*What is being asked:*
Check every line of the data below for the word "orange" and say how many have it, without further comment.

Records excerpted from a collection:
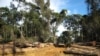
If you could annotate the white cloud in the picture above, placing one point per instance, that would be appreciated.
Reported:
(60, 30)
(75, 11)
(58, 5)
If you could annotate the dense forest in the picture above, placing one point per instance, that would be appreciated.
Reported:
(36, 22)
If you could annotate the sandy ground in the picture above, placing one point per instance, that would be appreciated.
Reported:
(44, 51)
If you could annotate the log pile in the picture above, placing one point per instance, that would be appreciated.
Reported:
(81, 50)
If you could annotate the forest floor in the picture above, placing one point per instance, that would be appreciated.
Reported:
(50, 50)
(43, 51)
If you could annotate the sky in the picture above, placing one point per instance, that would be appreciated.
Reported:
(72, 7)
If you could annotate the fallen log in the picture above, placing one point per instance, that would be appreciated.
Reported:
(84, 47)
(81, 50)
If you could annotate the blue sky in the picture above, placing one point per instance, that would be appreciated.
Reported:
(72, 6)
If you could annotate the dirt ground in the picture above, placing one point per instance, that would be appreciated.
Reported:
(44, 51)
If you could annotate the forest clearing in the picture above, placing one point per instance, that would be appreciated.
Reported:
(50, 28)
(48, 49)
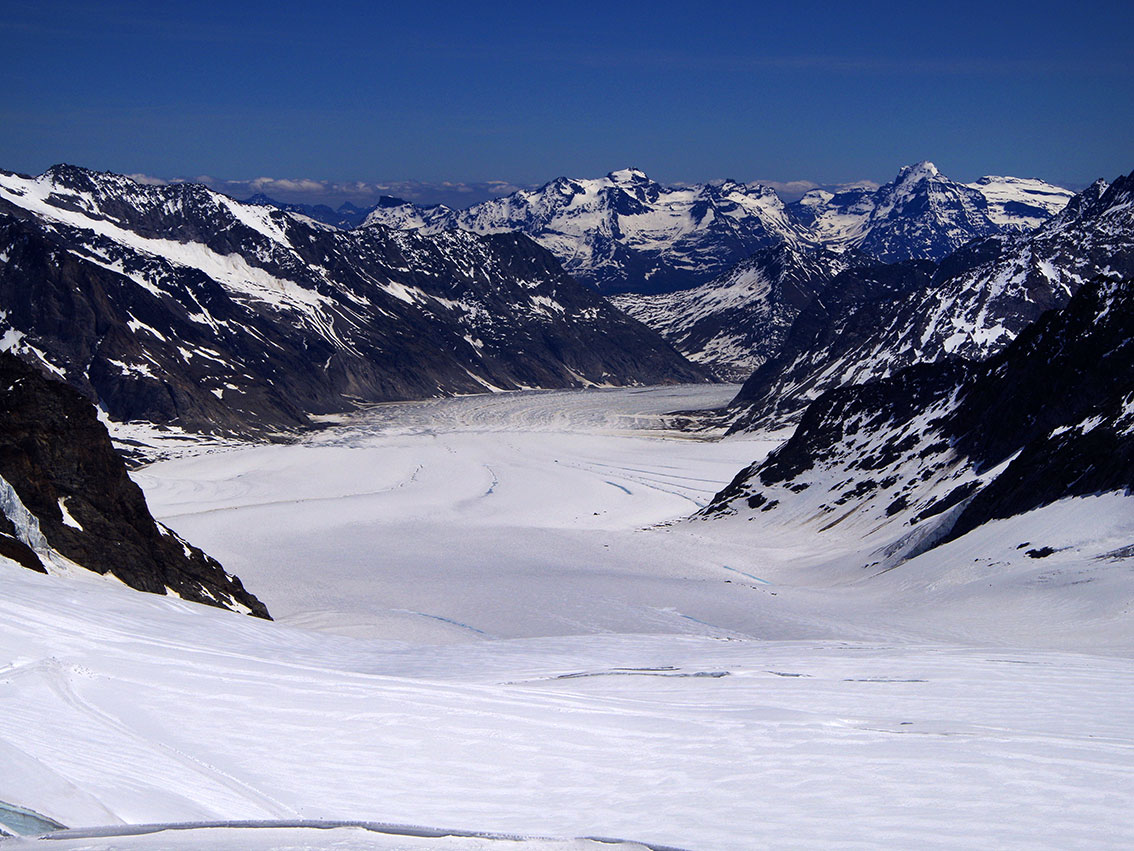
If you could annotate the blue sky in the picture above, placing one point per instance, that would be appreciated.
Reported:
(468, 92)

* * *

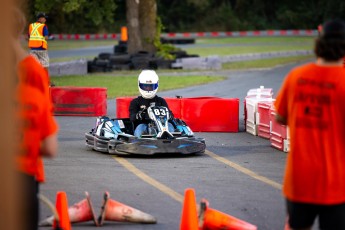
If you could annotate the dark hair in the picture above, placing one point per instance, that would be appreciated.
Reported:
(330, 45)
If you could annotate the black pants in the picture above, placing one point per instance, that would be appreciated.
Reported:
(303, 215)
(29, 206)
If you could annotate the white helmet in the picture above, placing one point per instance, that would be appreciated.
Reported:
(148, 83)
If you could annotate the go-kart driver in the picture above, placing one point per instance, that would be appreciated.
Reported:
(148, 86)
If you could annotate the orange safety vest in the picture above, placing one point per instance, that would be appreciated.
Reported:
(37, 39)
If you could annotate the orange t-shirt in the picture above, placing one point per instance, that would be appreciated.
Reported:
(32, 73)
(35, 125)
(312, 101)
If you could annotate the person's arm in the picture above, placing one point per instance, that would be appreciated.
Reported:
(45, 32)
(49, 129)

---

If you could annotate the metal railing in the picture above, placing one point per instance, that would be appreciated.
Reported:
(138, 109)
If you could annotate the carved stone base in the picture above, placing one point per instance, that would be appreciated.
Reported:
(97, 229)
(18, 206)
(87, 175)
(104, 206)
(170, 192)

*Output:*
2